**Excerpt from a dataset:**
::::::

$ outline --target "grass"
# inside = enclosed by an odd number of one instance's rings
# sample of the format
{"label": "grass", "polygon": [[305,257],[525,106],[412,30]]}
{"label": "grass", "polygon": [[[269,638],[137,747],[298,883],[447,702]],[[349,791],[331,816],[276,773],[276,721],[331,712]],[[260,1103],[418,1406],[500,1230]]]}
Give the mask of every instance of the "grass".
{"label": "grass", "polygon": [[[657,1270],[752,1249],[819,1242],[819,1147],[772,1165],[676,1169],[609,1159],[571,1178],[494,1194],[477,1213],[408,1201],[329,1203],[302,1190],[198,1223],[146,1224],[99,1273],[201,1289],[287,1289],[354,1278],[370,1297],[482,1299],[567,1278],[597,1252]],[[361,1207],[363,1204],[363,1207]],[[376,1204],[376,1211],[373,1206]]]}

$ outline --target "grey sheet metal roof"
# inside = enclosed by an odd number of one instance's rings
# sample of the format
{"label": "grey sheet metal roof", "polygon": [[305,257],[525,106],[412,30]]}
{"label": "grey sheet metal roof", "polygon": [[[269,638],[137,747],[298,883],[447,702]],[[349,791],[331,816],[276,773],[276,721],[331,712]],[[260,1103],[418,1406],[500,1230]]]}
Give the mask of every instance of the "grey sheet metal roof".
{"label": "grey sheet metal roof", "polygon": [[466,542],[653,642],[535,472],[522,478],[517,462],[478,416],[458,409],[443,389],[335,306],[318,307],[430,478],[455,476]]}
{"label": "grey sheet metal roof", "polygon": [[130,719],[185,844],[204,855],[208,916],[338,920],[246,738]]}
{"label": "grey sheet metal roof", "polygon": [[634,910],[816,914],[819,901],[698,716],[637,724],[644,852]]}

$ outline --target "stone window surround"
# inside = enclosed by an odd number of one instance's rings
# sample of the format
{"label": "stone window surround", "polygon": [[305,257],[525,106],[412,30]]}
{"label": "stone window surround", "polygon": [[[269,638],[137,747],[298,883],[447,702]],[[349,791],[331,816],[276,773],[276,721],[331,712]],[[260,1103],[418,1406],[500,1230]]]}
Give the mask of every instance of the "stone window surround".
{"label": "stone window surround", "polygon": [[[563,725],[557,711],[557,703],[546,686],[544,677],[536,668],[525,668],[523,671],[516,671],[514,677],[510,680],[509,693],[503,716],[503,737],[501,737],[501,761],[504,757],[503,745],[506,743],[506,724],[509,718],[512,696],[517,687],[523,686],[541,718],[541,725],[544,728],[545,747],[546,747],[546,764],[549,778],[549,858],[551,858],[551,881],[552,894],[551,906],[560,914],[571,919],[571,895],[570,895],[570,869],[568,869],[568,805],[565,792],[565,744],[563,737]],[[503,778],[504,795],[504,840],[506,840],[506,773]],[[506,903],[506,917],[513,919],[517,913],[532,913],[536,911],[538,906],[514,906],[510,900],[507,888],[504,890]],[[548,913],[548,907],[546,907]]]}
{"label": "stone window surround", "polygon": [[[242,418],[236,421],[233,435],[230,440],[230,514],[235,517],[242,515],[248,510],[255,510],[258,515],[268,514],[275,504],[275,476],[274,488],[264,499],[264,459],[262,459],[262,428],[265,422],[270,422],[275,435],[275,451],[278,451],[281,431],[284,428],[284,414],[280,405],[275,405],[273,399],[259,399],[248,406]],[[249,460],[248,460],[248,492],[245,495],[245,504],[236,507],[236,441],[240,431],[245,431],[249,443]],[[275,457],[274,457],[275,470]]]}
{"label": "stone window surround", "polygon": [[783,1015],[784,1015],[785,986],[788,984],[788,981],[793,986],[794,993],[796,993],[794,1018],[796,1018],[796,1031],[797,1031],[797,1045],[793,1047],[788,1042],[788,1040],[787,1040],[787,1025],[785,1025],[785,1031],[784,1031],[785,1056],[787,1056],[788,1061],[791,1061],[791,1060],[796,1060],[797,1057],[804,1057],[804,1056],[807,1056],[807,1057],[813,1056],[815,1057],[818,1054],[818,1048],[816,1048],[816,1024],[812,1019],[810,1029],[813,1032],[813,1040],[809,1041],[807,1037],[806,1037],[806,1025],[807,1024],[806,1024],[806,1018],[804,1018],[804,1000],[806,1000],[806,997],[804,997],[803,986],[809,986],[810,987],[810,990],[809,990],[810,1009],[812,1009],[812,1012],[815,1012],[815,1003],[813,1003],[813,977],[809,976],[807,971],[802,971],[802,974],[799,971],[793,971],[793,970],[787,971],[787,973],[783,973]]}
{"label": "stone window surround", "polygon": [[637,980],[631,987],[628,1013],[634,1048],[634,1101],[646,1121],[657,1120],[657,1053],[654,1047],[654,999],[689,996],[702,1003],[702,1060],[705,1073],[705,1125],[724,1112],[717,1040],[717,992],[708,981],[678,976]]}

::::::

**Your instructions:**
Retype the entries exactly, including every line.

**Result of the task:**
$ outline --target "grass"
# inside = enclosed by an odd number of one instance's rings
# sample of the format
{"label": "grass", "polygon": [[305,257],[525,106],[412,30]]}
{"label": "grass", "polygon": [[[269,638],[137,747],[298,883],[447,702]],[[349,791],[331,816],[276,773],[276,721],[331,712]],[[260,1103],[418,1406],[500,1230]]]}
Give the mask of every instance of the "grass".
{"label": "grass", "polygon": [[[657,1270],[752,1249],[819,1242],[819,1147],[772,1165],[676,1169],[609,1159],[571,1178],[494,1194],[477,1213],[408,1201],[329,1203],[302,1190],[198,1223],[146,1224],[99,1273],[201,1289],[287,1289],[354,1278],[370,1297],[482,1299],[567,1278],[597,1252]],[[361,1207],[363,1204],[363,1207]],[[376,1204],[376,1211],[373,1206]]]}

$ outline --target "grey sheet metal roof"
# inside = enclosed by an odd number of one instance's rings
# sample of the format
{"label": "grey sheet metal roof", "polygon": [[305,257],[525,106],[412,30]]}
{"label": "grey sheet metal roof", "polygon": [[[269,638],[137,747],[298,883],[447,702]],[[349,791],[331,816],[276,773],[276,721],[331,712]],[[260,1103],[418,1406],[500,1230]]]}
Give the mask of every instance of the "grey sheet metal roof".
{"label": "grey sheet metal roof", "polygon": [[466,542],[653,642],[535,472],[522,478],[517,462],[478,416],[458,409],[443,389],[335,306],[318,307],[430,478],[455,476]]}
{"label": "grey sheet metal roof", "polygon": [[130,719],[185,844],[204,855],[208,916],[338,920],[246,738]]}
{"label": "grey sheet metal roof", "polygon": [[634,910],[816,914],[819,901],[698,716],[637,724],[644,852]]}

$ outline --target "stone window surround"
# inside = enclosed by an odd number of one instance's rings
# sample of the format
{"label": "stone window surround", "polygon": [[305,257],[525,106],[412,30]]}
{"label": "stone window surround", "polygon": [[[269,638],[137,747],[298,883],[447,702]],[[349,791],[331,816],[276,773],[276,721],[331,712]],[[260,1103],[418,1406],[500,1230]]]}
Give the mask of every instance of the "stone window surround".
{"label": "stone window surround", "polygon": [[[563,725],[557,711],[557,703],[546,686],[544,677],[536,668],[525,668],[523,671],[516,671],[514,677],[510,680],[509,693],[503,716],[503,737],[501,737],[501,761],[504,757],[503,745],[506,743],[506,724],[509,718],[512,696],[517,687],[523,686],[541,718],[541,725],[544,728],[545,747],[546,747],[546,764],[549,778],[549,858],[551,858],[551,881],[552,894],[551,906],[560,914],[571,919],[571,895],[570,895],[570,869],[568,869],[568,805],[565,792],[565,744],[563,737]],[[503,778],[504,795],[504,840],[506,840],[506,773]],[[506,903],[506,917],[513,919],[517,913],[532,913],[536,911],[538,906],[514,906],[510,900],[507,888],[504,890]],[[548,913],[548,907],[546,907]]]}
{"label": "stone window surround", "polygon": [[[242,418],[236,421],[233,435],[230,440],[230,514],[235,517],[242,515],[248,510],[255,510],[258,515],[268,514],[275,504],[275,476],[274,488],[264,499],[264,459],[262,459],[262,428],[265,422],[270,422],[275,435],[275,451],[278,451],[281,431],[284,428],[284,414],[280,405],[275,405],[273,399],[259,399],[248,406]],[[249,460],[248,460],[248,492],[245,495],[245,504],[236,507],[236,441],[240,431],[245,431],[249,443]],[[275,457],[274,457],[275,470]]]}
{"label": "stone window surround", "polygon": [[783,1015],[784,1015],[785,986],[788,984],[788,981],[793,986],[794,993],[796,993],[794,1018],[796,1018],[796,1031],[797,1031],[797,1045],[793,1047],[788,1042],[788,1040],[787,1040],[787,1025],[785,1025],[785,1031],[784,1031],[785,1056],[787,1056],[788,1061],[791,1061],[791,1060],[796,1060],[797,1057],[804,1057],[804,1056],[807,1056],[807,1057],[813,1056],[815,1057],[818,1054],[818,1048],[816,1048],[816,1024],[812,1019],[810,1029],[813,1032],[813,1040],[809,1041],[807,1037],[806,1037],[806,1025],[807,1024],[806,1024],[806,1018],[804,1018],[804,1000],[806,1000],[806,997],[804,997],[803,986],[809,986],[810,987],[810,990],[809,990],[810,1009],[812,1009],[812,1012],[815,1012],[815,1003],[813,1003],[813,977],[809,976],[807,971],[802,971],[802,974],[799,971],[793,971],[793,970],[787,971],[787,973],[783,973]]}
{"label": "stone window surround", "polygon": [[637,980],[631,987],[628,1013],[634,1048],[634,1101],[646,1121],[657,1120],[657,1053],[654,1047],[654,999],[689,996],[702,1003],[702,1060],[705,1073],[705,1125],[724,1112],[717,1040],[717,992],[708,981],[678,976]]}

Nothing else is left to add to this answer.